Start of Material shown
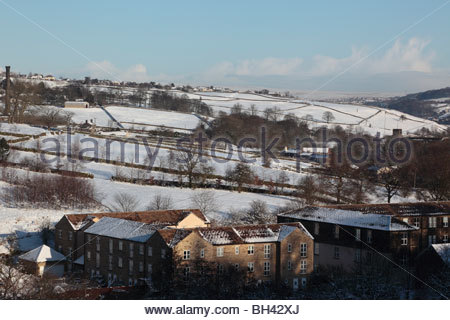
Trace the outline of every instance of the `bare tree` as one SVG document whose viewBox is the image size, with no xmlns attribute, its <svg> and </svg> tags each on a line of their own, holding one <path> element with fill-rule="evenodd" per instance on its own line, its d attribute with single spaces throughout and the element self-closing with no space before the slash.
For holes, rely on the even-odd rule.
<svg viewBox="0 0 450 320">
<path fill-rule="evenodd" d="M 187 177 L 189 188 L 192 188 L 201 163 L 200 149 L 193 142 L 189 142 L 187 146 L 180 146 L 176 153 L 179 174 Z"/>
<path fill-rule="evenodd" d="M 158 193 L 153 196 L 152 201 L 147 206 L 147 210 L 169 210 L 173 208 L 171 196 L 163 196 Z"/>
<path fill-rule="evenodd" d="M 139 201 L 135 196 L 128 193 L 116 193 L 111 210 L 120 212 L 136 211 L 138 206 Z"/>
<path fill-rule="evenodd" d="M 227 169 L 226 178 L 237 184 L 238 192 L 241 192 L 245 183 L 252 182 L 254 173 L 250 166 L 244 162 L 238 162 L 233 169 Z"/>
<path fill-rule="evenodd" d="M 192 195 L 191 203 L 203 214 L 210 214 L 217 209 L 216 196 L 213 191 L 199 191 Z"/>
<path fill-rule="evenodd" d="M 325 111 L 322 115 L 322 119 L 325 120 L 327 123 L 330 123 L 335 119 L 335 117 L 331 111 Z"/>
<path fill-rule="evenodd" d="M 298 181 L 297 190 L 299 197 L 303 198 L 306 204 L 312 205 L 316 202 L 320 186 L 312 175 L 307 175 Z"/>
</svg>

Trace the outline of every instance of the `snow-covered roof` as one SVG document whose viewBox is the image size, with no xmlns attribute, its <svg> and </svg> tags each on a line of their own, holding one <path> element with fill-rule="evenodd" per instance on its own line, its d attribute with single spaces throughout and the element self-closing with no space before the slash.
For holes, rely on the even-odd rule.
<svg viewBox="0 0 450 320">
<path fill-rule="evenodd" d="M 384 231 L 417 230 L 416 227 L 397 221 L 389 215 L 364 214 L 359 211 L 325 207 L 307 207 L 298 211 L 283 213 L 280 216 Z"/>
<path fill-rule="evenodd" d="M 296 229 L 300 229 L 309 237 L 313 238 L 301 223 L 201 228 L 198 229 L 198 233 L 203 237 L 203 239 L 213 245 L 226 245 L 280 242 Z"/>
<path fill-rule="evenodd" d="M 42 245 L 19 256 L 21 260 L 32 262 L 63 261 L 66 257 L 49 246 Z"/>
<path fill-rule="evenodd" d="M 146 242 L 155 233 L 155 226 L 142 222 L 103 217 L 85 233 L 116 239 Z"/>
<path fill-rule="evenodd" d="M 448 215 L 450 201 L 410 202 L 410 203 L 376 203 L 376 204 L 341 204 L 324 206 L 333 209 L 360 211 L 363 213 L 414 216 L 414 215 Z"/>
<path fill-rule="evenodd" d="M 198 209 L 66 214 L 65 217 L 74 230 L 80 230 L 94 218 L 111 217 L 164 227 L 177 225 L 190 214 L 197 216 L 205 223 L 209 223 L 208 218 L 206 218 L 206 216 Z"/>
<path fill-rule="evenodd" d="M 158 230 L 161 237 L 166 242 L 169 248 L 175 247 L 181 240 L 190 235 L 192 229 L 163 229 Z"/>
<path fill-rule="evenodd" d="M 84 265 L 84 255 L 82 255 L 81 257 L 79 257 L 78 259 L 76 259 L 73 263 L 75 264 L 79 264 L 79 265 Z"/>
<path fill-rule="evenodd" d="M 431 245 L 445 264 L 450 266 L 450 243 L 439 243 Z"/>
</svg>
End of Material shown
§ Instructions for the task
Each record above should be repeated exactly, please, without pictures.

§ Answer
Trace the outline of every instance of the `bare tree` as one SVG document whose viewBox is the image size, with no xmlns attribute, its <svg> and </svg> tags each on a line of their own, holding one <path> element with fill-rule="evenodd" per instance on its own line, its d attribute with single spaces throughout and the element self-closing with no space before the slash.
For holes, rely on the even-odd rule.
<svg viewBox="0 0 450 320">
<path fill-rule="evenodd" d="M 187 177 L 189 188 L 192 188 L 201 163 L 200 149 L 193 142 L 189 142 L 187 146 L 180 146 L 176 153 L 179 174 Z"/>
<path fill-rule="evenodd" d="M 158 193 L 153 196 L 152 201 L 147 206 L 147 210 L 169 210 L 173 208 L 171 196 L 163 196 Z"/>
<path fill-rule="evenodd" d="M 139 201 L 135 196 L 128 193 L 116 193 L 111 210 L 120 212 L 136 211 L 138 206 Z"/>
<path fill-rule="evenodd" d="M 227 169 L 226 178 L 237 184 L 238 192 L 241 192 L 245 183 L 252 182 L 254 173 L 250 166 L 244 162 L 238 162 L 233 169 Z"/>
<path fill-rule="evenodd" d="M 192 195 L 191 203 L 203 214 L 210 214 L 217 209 L 216 196 L 213 191 L 199 191 Z"/>
<path fill-rule="evenodd" d="M 325 111 L 322 115 L 322 119 L 325 120 L 327 123 L 330 123 L 335 119 L 335 117 L 331 111 Z"/>
<path fill-rule="evenodd" d="M 298 181 L 297 190 L 299 197 L 303 198 L 306 204 L 312 205 L 316 202 L 320 186 L 312 175 L 307 175 Z"/>
</svg>

Trace the outline of every instance of the `snow-covered roof` as one SVG document whose viewBox is the image size, with no xmlns attribute, its <svg> and </svg> tags each on a line of their own, holding one <path> element with fill-rule="evenodd" per instance on its own line, its d attribute with single spaces throughout and the element self-closing with no space before the slash.
For holes, rely on the even-odd rule.
<svg viewBox="0 0 450 320">
<path fill-rule="evenodd" d="M 384 231 L 417 230 L 416 227 L 397 221 L 389 215 L 364 214 L 359 211 L 325 207 L 307 207 L 298 211 L 283 213 L 280 216 Z"/>
<path fill-rule="evenodd" d="M 296 229 L 300 229 L 309 237 L 313 238 L 301 223 L 201 228 L 198 229 L 198 233 L 203 237 L 203 239 L 213 245 L 226 245 L 280 242 Z"/>
<path fill-rule="evenodd" d="M 42 245 L 19 256 L 21 260 L 32 262 L 63 261 L 66 257 L 49 246 Z"/>
<path fill-rule="evenodd" d="M 146 242 L 155 233 L 155 226 L 142 222 L 103 217 L 85 233 L 116 239 Z"/>
<path fill-rule="evenodd" d="M 448 215 L 450 201 L 410 202 L 410 203 L 376 203 L 376 204 L 341 204 L 324 206 L 333 209 L 360 211 L 363 213 L 414 216 L 414 215 Z"/>
<path fill-rule="evenodd" d="M 198 209 L 66 214 L 65 217 L 74 230 L 80 230 L 94 218 L 111 217 L 164 227 L 177 225 L 190 214 L 197 216 L 205 223 L 209 223 L 208 218 L 206 218 L 206 216 Z"/>
<path fill-rule="evenodd" d="M 158 230 L 161 237 L 166 242 L 169 248 L 175 247 L 181 240 L 190 235 L 192 229 L 163 229 Z"/>
<path fill-rule="evenodd" d="M 84 265 L 84 255 L 82 255 L 81 257 L 79 257 L 78 259 L 76 259 L 73 263 L 75 264 L 79 264 L 79 265 Z"/>
<path fill-rule="evenodd" d="M 431 245 L 445 264 L 450 266 L 450 243 L 439 243 Z"/>
</svg>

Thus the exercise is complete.